— Start —

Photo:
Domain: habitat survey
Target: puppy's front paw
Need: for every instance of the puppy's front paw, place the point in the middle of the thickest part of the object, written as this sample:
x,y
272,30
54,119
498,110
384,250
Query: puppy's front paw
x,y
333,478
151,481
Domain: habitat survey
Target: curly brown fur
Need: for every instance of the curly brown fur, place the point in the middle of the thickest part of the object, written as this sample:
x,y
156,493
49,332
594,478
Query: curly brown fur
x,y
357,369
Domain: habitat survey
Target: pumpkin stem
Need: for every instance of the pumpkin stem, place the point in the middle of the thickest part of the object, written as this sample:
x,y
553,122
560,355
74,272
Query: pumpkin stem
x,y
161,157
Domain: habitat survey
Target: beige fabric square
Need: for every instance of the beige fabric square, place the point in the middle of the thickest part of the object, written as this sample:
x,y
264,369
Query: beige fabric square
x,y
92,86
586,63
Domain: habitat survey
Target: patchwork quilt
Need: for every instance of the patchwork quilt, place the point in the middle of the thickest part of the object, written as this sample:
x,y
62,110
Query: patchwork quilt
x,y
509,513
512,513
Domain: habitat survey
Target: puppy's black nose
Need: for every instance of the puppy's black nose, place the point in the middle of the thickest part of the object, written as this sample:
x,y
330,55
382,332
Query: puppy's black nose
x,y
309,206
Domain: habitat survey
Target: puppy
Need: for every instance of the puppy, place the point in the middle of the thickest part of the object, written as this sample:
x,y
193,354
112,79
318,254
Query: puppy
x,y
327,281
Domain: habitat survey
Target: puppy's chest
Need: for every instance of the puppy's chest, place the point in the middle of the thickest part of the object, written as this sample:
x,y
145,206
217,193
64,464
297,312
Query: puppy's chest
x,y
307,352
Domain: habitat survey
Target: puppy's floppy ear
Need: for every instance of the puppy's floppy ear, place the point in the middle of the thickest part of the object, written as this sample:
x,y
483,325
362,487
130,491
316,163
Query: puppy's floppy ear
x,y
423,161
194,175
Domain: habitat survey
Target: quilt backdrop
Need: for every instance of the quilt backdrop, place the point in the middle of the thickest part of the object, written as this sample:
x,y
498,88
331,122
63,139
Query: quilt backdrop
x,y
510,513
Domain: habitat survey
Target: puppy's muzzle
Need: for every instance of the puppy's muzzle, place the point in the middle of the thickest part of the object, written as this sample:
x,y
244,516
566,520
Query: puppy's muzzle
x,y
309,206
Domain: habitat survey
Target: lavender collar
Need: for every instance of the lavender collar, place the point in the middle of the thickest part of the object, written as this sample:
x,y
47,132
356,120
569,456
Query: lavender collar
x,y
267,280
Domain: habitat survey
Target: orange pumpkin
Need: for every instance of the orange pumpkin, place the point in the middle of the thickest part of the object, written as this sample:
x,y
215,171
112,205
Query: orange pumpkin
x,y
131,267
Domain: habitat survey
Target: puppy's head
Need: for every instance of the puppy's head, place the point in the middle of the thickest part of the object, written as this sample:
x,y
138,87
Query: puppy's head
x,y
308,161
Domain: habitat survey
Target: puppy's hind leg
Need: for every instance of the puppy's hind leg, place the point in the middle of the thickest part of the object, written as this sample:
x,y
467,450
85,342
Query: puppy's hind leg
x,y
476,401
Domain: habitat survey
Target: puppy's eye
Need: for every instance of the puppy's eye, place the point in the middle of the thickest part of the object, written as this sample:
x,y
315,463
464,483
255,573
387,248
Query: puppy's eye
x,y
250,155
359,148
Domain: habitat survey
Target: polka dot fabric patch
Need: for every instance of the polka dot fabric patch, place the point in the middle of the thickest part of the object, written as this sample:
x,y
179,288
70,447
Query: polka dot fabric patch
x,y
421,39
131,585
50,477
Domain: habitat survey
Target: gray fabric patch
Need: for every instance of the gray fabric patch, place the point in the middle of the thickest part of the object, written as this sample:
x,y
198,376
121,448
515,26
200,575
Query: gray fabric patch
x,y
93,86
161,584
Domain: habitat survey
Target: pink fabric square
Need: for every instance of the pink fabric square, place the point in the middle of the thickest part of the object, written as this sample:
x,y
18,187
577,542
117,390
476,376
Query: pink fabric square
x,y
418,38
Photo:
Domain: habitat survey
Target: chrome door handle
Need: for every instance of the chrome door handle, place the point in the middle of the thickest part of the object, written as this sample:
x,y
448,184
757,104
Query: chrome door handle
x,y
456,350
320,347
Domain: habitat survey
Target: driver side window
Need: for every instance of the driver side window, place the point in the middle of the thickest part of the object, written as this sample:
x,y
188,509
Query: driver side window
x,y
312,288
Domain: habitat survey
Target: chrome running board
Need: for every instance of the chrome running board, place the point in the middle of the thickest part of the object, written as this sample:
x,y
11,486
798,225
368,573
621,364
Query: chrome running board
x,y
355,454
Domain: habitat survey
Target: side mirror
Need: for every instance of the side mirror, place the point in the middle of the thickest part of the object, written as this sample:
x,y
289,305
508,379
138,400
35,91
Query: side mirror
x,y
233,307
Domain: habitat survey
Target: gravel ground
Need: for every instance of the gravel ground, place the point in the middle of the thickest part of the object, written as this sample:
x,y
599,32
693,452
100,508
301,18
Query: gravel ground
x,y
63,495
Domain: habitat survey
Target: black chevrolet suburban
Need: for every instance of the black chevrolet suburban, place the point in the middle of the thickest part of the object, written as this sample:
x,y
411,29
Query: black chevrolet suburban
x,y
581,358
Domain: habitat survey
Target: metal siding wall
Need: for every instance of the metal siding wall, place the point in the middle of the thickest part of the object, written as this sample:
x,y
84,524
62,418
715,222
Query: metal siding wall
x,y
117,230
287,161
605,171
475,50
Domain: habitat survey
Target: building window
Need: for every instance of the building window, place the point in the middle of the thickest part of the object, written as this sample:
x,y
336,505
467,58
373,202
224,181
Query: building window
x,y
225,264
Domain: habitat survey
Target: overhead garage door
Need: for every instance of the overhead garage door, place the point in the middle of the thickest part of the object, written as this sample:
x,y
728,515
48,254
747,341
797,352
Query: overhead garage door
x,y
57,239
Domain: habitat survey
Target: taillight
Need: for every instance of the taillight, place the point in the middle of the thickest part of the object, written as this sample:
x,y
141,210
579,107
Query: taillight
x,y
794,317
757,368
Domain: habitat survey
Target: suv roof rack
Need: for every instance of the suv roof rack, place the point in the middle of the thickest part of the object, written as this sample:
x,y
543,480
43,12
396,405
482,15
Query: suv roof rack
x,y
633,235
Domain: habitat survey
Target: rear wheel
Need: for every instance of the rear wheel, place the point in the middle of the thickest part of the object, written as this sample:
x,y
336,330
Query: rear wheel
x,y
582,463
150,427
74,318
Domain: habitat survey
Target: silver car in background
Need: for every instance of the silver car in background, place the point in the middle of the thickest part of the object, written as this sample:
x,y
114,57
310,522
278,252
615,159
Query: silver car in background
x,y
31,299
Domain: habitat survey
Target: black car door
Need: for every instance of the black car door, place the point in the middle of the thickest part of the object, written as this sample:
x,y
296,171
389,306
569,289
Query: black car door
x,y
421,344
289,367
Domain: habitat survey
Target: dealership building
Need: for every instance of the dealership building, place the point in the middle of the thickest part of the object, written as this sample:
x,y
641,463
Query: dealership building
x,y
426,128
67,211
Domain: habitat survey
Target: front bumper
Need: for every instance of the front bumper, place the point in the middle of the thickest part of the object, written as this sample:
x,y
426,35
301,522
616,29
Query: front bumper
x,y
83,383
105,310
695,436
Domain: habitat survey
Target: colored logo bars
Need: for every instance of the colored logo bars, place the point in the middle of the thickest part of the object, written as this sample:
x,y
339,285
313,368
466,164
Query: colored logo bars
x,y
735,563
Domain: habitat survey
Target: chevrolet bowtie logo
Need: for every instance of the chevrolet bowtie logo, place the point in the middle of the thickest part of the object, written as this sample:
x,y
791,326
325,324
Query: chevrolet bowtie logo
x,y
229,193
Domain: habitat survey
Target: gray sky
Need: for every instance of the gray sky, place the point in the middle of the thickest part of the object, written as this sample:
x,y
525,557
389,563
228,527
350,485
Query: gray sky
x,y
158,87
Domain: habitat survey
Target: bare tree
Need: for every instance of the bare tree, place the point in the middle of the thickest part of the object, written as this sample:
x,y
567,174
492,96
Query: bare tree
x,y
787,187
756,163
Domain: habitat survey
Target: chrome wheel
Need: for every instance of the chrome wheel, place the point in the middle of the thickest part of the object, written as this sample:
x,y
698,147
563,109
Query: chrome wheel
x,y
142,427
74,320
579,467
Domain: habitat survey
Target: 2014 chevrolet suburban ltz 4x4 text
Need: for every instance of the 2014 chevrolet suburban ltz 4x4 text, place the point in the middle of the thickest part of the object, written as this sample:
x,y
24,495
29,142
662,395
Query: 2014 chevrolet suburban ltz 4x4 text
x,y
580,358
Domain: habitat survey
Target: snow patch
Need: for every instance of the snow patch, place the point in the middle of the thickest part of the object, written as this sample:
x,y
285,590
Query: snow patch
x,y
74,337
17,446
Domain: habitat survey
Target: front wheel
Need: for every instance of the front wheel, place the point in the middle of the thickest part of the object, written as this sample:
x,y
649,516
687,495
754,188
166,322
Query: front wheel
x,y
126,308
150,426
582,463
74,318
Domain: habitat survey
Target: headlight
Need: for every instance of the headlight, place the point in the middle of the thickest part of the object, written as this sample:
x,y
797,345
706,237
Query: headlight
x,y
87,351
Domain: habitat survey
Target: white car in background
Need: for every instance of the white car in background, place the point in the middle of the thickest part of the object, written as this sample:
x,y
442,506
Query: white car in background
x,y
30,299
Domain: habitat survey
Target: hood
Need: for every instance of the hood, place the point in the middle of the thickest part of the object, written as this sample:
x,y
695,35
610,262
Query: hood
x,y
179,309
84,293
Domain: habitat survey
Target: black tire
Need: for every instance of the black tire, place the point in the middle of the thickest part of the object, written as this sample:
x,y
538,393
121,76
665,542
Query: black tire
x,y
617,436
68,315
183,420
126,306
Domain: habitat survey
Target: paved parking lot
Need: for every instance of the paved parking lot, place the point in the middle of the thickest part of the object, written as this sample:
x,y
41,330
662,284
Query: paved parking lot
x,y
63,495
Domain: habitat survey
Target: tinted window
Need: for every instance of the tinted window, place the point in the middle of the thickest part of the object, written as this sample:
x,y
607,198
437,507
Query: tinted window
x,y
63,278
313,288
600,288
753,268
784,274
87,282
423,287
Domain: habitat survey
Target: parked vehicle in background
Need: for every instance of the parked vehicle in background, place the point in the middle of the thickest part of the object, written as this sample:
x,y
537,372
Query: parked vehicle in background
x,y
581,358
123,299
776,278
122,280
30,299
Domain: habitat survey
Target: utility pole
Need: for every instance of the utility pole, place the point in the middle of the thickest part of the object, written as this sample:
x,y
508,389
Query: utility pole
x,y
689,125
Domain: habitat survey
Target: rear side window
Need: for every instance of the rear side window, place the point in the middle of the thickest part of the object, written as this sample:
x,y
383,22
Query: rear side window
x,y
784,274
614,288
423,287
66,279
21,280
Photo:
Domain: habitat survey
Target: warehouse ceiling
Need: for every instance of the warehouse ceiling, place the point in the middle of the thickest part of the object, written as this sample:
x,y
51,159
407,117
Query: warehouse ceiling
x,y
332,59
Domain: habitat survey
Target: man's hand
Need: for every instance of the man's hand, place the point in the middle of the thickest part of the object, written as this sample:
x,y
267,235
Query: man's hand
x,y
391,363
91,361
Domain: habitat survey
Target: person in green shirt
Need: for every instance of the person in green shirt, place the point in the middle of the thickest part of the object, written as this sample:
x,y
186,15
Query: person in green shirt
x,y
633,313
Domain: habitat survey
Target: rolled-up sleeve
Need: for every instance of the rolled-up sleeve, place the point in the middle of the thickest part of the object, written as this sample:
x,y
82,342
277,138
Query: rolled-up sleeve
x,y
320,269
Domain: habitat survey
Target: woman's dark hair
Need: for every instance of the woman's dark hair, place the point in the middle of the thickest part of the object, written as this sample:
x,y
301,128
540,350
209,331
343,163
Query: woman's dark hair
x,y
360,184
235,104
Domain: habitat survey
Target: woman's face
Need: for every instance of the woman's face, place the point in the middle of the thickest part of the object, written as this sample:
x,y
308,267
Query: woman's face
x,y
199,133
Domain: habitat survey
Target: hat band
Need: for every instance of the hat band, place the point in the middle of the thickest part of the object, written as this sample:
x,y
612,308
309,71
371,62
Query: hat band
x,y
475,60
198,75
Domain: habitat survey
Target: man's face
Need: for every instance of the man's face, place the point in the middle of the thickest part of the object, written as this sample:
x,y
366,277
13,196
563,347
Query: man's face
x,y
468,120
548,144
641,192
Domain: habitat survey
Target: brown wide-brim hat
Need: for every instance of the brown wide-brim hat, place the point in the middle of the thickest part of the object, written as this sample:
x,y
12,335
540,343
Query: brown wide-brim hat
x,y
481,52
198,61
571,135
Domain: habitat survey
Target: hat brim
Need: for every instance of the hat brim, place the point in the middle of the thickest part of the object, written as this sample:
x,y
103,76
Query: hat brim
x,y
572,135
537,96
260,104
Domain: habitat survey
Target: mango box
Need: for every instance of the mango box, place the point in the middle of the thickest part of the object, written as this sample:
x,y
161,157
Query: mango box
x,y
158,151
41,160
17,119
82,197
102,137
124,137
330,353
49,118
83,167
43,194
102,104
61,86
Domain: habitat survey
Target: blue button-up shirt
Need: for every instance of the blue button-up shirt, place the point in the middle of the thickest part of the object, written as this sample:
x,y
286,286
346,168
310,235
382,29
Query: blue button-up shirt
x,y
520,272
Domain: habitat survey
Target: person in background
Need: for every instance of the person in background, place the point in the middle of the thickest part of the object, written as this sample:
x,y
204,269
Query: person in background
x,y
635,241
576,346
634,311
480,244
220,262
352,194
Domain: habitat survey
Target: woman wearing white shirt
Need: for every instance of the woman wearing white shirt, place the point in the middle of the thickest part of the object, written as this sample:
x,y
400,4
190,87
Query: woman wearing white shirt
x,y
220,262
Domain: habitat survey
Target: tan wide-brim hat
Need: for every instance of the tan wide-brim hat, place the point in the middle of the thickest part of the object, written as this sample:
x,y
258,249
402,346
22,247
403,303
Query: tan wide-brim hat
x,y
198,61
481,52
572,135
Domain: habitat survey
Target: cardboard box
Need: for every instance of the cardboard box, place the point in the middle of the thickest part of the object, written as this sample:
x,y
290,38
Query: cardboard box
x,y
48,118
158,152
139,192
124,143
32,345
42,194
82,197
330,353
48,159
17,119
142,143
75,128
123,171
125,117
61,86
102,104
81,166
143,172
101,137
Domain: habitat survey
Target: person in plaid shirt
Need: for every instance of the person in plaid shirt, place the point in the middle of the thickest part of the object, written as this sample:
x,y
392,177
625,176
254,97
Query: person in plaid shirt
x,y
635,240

— End —

Gather every line in the records above that contains the string "paved", treating uppercase and lowercase as different.

RESPONSE BELOW
Target: paved parking lot
Need: for every instance of the paved parking lot, place the point in the middle of the thickest part of the object, written as this sample:
Query: paved parking lot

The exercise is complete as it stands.